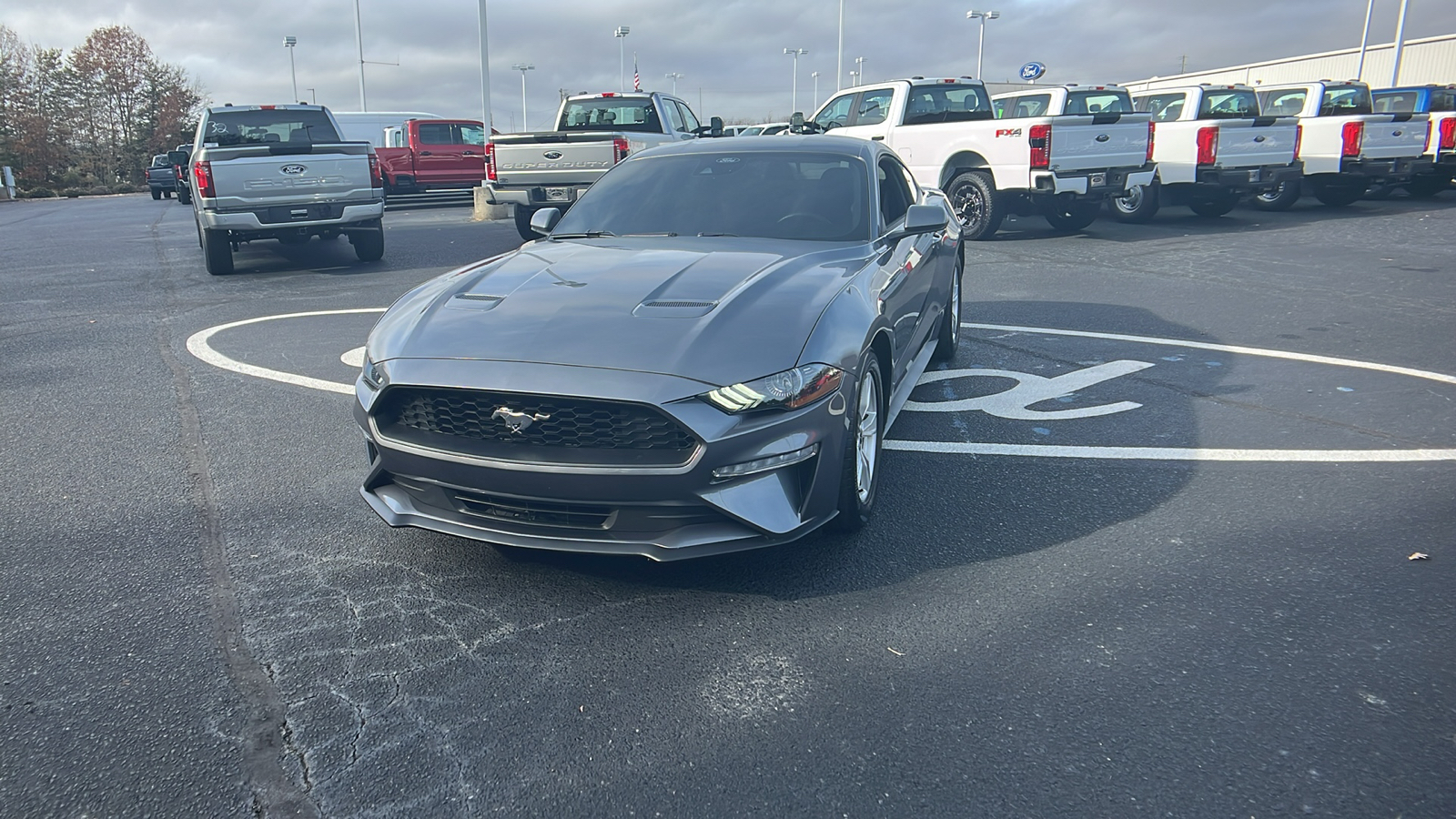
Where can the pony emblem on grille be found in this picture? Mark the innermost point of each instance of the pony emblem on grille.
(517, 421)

● ● ● ● ●

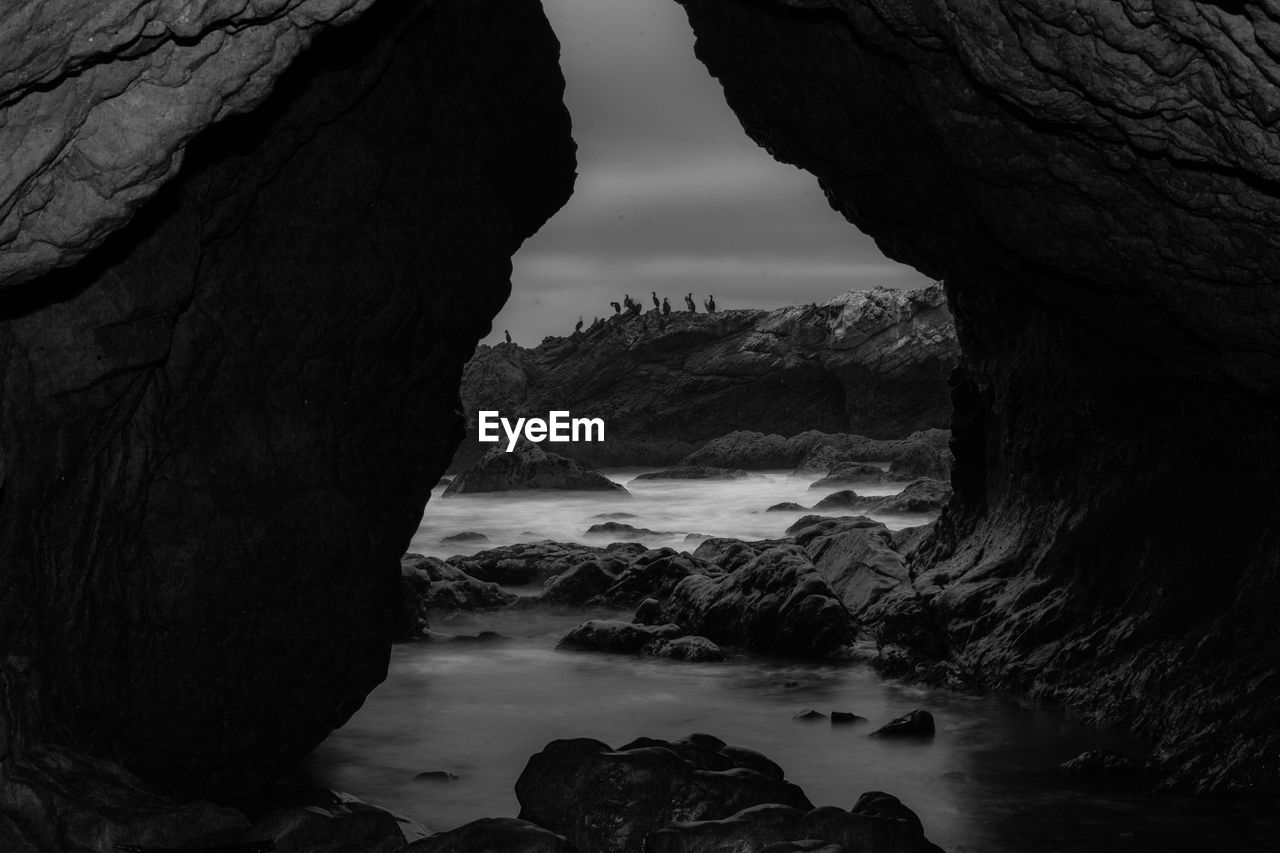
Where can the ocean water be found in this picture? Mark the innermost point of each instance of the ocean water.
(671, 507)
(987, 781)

● ● ● ● ●

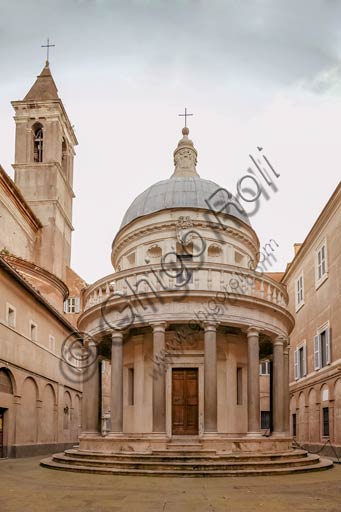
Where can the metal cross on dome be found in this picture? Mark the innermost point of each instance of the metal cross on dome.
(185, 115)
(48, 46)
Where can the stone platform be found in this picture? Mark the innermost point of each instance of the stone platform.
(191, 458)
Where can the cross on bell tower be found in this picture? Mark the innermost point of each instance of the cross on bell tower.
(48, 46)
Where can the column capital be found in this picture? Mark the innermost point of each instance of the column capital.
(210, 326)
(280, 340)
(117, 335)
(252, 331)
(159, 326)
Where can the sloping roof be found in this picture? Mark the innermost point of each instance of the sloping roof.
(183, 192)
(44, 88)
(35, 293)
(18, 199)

● ● ● ● ●

▶ _Requirements_
Which lines in the data above contain the word "found"? Pull out each of them.

▶ _Solution to the problem_
Where can the pony emblem on grille be found in this picture? Mark the innermost point of each instance of the pony emblem on grille.
Where can the ocean water be found in this picture? Mark the innermost point of each instance of the ocean water.
Where can the metal cross on dome be found in this picture? Mark the innermost point of each instance of the metal cross on dome.
Where can the stone platform be found in this picture? Mark the innermost point of each instance of the stone platform.
Where can the cross on bell tower be found in this picture? Mark the innermost point of each instance of the cross on bell tower.
Where can the column capital be found in this picture? Mark the innermost point of each instance of the column capital.
Where can the sloping roof be found in this picture? Mark the innermost point of each instance of the sloping roof.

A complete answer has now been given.